- _Problem to solve_: Once the line with "QA pass: verify that each white window" is found in the entries below, repeat that line and every one after it exactly, ending at the last.

- _Phrase grounding data_:

══════════════════════════════

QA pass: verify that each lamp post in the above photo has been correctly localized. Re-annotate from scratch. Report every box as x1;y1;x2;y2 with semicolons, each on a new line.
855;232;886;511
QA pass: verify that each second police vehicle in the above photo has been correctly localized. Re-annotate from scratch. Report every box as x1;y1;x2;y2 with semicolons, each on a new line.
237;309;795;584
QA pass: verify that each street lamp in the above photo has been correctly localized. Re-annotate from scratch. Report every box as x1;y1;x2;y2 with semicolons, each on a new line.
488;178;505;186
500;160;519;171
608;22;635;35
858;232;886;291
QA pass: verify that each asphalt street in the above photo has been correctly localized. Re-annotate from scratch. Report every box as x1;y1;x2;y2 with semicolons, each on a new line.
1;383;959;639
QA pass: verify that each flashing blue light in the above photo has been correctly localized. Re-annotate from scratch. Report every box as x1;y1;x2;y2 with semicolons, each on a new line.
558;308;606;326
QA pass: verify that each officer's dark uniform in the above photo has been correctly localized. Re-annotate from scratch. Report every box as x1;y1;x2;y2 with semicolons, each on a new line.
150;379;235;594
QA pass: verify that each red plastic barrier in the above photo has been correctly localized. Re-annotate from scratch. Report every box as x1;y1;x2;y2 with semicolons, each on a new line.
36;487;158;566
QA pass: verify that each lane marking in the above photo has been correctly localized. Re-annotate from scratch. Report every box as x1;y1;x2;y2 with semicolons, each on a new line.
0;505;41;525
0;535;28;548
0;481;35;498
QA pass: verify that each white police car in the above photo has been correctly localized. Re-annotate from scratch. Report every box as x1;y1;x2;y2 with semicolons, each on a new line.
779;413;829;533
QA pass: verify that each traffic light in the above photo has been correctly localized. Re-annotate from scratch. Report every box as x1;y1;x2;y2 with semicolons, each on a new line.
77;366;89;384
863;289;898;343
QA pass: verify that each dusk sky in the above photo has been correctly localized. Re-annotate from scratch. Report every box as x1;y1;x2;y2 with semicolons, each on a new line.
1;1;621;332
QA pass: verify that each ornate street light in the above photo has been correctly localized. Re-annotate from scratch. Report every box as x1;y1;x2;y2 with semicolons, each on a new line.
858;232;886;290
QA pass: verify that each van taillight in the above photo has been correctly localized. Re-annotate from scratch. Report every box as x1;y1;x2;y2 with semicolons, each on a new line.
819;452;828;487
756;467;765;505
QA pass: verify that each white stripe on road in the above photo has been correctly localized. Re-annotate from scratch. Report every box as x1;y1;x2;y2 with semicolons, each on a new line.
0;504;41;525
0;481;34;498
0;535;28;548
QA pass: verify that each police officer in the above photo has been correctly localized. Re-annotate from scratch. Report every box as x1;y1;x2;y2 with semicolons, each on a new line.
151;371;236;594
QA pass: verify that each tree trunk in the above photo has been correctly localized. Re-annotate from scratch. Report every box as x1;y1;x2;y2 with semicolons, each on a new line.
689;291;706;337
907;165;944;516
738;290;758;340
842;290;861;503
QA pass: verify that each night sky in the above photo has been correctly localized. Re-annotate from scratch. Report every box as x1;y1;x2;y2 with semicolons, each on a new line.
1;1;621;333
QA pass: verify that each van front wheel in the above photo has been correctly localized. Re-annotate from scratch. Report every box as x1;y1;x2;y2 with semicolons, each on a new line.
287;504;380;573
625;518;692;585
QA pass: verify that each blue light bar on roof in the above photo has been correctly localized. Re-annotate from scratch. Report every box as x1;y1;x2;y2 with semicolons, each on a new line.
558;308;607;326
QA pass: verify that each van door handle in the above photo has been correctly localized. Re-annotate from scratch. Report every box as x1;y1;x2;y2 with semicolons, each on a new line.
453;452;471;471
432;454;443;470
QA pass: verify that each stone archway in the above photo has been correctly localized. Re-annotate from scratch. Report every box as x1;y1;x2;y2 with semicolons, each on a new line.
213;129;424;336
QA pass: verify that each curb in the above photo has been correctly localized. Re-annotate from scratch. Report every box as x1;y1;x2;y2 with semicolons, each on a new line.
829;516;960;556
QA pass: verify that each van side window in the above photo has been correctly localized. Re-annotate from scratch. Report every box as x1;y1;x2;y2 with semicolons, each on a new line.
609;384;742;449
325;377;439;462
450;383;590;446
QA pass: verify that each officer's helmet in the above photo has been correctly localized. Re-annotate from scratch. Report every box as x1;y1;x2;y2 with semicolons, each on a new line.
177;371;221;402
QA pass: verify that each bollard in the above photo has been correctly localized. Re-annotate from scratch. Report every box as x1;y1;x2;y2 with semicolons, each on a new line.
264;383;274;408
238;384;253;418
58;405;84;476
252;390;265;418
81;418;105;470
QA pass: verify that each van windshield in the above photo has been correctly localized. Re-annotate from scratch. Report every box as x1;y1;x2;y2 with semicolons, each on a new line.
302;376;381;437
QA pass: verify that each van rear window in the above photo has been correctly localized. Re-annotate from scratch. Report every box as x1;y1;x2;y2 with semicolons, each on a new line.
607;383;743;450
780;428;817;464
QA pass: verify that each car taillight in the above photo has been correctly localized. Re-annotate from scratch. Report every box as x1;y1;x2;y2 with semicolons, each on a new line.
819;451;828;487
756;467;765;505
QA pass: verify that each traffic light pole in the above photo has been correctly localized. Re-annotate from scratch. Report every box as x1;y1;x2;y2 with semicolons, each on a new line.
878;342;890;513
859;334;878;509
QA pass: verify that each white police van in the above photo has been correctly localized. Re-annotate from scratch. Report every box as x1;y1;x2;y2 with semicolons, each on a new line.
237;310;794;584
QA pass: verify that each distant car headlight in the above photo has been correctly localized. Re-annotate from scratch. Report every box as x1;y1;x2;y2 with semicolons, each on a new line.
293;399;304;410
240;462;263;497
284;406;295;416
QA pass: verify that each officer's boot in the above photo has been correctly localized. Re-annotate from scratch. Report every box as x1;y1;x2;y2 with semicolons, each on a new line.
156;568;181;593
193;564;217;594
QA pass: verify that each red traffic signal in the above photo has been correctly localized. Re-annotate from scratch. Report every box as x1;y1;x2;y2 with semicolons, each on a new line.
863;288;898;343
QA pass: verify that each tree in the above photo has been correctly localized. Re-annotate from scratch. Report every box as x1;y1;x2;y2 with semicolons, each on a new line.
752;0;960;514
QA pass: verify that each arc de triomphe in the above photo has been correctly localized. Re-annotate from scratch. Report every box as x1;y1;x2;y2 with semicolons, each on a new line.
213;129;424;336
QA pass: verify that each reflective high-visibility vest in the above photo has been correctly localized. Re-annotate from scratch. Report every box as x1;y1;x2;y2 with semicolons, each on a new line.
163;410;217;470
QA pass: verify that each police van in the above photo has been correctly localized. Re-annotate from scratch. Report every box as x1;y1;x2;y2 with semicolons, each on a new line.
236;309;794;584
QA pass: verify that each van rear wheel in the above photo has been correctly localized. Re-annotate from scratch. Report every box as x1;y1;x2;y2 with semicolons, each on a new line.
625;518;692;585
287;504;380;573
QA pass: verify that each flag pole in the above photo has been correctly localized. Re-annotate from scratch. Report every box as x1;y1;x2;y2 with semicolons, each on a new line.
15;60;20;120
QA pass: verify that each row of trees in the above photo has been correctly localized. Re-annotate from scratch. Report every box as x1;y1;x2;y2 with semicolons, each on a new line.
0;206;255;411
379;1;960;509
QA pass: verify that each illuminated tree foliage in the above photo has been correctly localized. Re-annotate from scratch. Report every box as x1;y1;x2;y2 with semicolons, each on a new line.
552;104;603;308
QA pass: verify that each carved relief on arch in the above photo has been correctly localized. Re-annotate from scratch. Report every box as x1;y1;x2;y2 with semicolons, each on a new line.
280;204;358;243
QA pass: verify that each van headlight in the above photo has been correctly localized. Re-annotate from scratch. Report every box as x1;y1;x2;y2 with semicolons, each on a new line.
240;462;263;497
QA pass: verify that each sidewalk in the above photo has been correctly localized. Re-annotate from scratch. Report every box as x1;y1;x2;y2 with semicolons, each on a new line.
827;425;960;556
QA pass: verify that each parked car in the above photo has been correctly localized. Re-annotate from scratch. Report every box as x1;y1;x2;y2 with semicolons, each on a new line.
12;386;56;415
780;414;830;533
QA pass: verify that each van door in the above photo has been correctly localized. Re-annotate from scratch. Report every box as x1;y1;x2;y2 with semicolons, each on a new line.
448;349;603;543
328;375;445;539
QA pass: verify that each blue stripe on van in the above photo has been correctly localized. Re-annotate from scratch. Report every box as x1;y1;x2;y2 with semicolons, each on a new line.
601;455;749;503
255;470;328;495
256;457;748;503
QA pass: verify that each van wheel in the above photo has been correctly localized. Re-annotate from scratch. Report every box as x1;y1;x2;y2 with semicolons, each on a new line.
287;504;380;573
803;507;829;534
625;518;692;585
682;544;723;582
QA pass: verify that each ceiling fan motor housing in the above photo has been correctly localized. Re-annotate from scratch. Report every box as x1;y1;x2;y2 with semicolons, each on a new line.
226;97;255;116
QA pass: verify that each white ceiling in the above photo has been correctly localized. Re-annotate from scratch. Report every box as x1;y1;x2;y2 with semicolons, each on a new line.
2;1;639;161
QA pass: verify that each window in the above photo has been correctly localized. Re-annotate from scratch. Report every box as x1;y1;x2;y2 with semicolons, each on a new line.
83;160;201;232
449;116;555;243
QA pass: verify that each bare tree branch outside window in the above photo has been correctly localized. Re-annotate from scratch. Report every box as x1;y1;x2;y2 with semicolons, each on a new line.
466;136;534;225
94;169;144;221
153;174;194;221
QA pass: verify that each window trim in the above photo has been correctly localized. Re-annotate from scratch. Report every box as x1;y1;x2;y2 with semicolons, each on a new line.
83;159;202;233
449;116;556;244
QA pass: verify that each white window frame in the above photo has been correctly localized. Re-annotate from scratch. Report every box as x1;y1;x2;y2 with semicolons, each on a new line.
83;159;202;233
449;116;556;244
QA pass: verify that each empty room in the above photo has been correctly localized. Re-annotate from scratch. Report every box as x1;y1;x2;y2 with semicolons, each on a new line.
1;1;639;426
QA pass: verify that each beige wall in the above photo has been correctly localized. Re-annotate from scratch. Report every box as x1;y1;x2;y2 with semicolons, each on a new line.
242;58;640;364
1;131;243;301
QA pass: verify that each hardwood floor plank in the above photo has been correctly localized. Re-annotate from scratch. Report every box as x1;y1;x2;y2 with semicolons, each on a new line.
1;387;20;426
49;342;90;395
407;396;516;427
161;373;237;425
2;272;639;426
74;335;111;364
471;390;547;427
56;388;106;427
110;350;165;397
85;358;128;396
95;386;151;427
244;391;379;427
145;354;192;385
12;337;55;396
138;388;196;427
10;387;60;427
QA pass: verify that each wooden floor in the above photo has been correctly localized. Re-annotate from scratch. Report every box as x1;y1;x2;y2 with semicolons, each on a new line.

══════════════════════════════

- _Output_:
QA pass: verify that each white window frame in the above photo has been correctly localized. Re-annotate from scratch. Report every box as x1;y1;x2;y2 with semicolons, each on a new line.
83;159;202;233
449;116;556;244
QA pass: verify that each empty room in the above photo has been correctly localized. Re-annotate from scratch. Report every box as x1;y1;x2;y2 with semicolons, each on a new line.
1;1;639;426
QA pass: verify that each beige wall in the above photo has been correctly localized. Re-annotate from scratch. Report every box as x1;y1;x2;y2 with semicolons, each on a new line.
242;58;640;364
1;131;243;301
QA pass: verify that each hardwood floor plank in the above photo has been correctly localized. Re-annotate from scratch. Report every box as x1;y1;x2;y2 with semicolons, each on a new line.
1;387;20;426
49;342;90;395
407;396;516;427
161;373;237;425
2;272;639;426
74;335;111;364
471;390;547;427
56;388;106;427
110;350;165;397
85;358;128;396
95;386;151;427
244;391;379;427
145;354;192;385
12;337;55;396
138;388;196;427
10;387;60;427
QA pass: verify that each wooden floor in the above photo has been correctly localized. Re-annotate from scratch. Report every box as x1;y1;x2;y2 with semicolons, each on a new line.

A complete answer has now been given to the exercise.